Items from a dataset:
※

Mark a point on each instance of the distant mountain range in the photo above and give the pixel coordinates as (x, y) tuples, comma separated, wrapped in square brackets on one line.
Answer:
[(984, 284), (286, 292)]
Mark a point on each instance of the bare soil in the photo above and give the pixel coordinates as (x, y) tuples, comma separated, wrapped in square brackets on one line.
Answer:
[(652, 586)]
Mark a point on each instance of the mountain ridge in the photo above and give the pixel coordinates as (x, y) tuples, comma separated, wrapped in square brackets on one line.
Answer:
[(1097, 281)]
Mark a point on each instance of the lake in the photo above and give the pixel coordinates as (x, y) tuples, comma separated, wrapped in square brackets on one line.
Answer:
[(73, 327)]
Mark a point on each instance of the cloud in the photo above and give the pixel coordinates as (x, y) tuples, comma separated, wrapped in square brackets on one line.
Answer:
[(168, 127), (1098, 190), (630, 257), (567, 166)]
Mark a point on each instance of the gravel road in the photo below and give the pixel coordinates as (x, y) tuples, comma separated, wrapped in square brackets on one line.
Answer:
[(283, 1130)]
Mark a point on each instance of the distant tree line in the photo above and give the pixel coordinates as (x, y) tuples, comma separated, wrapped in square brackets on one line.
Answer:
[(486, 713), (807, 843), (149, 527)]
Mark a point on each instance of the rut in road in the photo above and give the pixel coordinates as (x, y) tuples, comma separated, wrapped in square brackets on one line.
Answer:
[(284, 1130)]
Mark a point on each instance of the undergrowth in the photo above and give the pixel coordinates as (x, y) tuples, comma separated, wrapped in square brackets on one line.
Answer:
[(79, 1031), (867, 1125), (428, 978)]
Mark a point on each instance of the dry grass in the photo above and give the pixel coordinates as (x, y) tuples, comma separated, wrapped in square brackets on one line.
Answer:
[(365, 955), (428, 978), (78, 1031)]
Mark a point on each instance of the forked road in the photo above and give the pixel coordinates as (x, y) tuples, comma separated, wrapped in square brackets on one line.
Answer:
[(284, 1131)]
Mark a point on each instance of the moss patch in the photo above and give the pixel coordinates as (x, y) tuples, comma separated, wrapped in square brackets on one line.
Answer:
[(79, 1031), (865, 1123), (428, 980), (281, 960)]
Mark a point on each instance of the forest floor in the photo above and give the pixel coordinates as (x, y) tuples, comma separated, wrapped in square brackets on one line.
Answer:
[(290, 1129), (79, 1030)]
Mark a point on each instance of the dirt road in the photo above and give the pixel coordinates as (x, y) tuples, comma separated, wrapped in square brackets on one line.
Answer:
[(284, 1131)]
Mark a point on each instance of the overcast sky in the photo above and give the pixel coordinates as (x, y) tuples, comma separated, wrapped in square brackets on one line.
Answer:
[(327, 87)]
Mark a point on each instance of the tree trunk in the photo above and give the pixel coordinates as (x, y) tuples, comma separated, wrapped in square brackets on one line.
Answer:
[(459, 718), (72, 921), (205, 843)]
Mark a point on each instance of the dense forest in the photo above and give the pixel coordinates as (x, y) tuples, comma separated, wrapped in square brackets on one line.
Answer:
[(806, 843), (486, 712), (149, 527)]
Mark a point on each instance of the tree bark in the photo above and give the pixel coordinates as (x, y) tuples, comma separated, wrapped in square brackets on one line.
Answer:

※

** EXERCISE PROMPT **
Convert every line of the material above into a Markdown table with the columns "Row" and "Line", numbering each row. Leave out blank lines.

** TASK OUTPUT **
| Row | Line |
|---|---|
| 1 | Mark a point on each instance of the distant mountain range in the photo above and give the pixel coordinates as (x, y) tuples, comma separated, wrapped in square brackets on one line. |
| 2 | Answer: |
| 3 | [(984, 284), (286, 292)] |
| 4 | Mark a point on each instance of the bare soil in the photo above and give the pixel coordinates as (x, y) tuples, comma separated, wrapped in square brackets on one line. |
| 5 | Answer: |
| 6 | [(652, 586)] |
| 7 | Mark a point on each instance of the mountain ridge in the photo above and give the pixel coordinates as (x, y) tuples, comma separated, wrapped in square brackets on one line. |
| 8 | Answer: |
| 9 | [(1097, 281)] |
| 10 | Mark a point on each instance of the lake in the photo above and give the pixel coordinates as (x, y) tuples, comma separated, wrapped in square brackets on one line. |
| 11 | Answer: |
| 12 | [(73, 327)] |
| 13 | Mark a point on each instance of the cloud in the photo above and give the pixel coordinates as (x, y) tuples, comma separated, wrapped in square brackets on one line. |
| 14 | Answer: |
| 15 | [(168, 127), (1098, 190), (630, 257), (567, 166)] |
| 16 | Mark a point on each instance of the gravel road in the photo below and give the pixel coordinates as (x, y) tuples, comma separated, wrapped in square brackets on one line. |
| 17 | Answer: |
| 18 | [(283, 1130)] |
| 19 | Mark a point on each instance of the distant tree line in the photo above and give the pixel coordinates as (x, y) tuples, comma separated, wrapped in square brackets on one line. |
| 20 | Answer: |
| 21 | [(486, 713), (807, 843), (149, 527)] |
| 22 | Mark a point on each instance of the rut in road in the photo above and give the pixel coordinates as (x, y) tuples, comma separated, wrapped in square brackets on one line. |
| 23 | Answer: |
| 24 | [(284, 1130)] |
| 25 | Mark a point on each instance of the undergrowth in the photo above and give the pixel coordinates as (x, y) tuples, comma separated, wrapped in square brackets on one line. |
| 26 | Answer: |
| 27 | [(79, 1031), (867, 1125), (428, 978)] |
| 28 | Mark a point on each instance of the dry grass in the photo above and give the pixel coordinates as (x, y) tuples, comma separated, wrapped in square brackets on one line. |
| 29 | Answer: |
| 30 | [(365, 955), (428, 978), (78, 1031)] |
| 31 | Mark a point on each instance of the forked road in the photo above and give the pixel coordinates as (x, y) tuples, comma separated, wrapped in square brackets on one line. |
| 32 | Answer: |
| 33 | [(284, 1131)] |
| 34 | Mark a point on each instance of the moss patch in the photo above and give the pixel coordinates as (x, y) tuples, comma separated, wrapped in square brackets on one line. |
| 35 | Answer: |
| 36 | [(79, 1031), (865, 1123), (428, 980), (281, 960)] |
| 37 | Mark a point on each instance of the forest floor in the photo above and give the pixel coordinates as (x, y) tuples, comma separated, wrapped in square brackets on one line. |
| 38 | Answer: |
| 39 | [(290, 1129), (79, 1030)] |
| 40 | Mark a point on each instance of the dirt road in the photo above and give the pixel coordinates as (x, y) tuples, comma separated, wrapped in square brackets on one line. |
| 41 | Answer: |
| 42 | [(284, 1131)] |
| 43 | Mark a point on each instance of the overcast sky in the photo above and give the pixel coordinates as (x, y) tuples, comma separated, wrapped in square brackets on one line. |
| 44 | Answer: |
| 45 | [(327, 87)] |
| 46 | Mark a point on each instance of the tree trunk in the photo above and give the pixel coordinates as (x, y) tuples, comma separated, wrapped in square brackets on one line. |
| 47 | Answer: |
| 48 | [(459, 718), (72, 921), (205, 843)] |
| 49 | Mark a point on each instance of the dense forest in the photo above and give the pixel coordinates as (x, y) tuples, comma separated, wrapped in square brackets on one line. |
| 50 | Answer: |
| 51 | [(806, 843), (486, 712), (149, 527)] |
| 52 | Mark a point on each instance of the tree bark in the photo above and give the pixel coordinates as (x, y) tuples, comma separated, wrapped in square brackets on one line. |
| 53 | Answer: |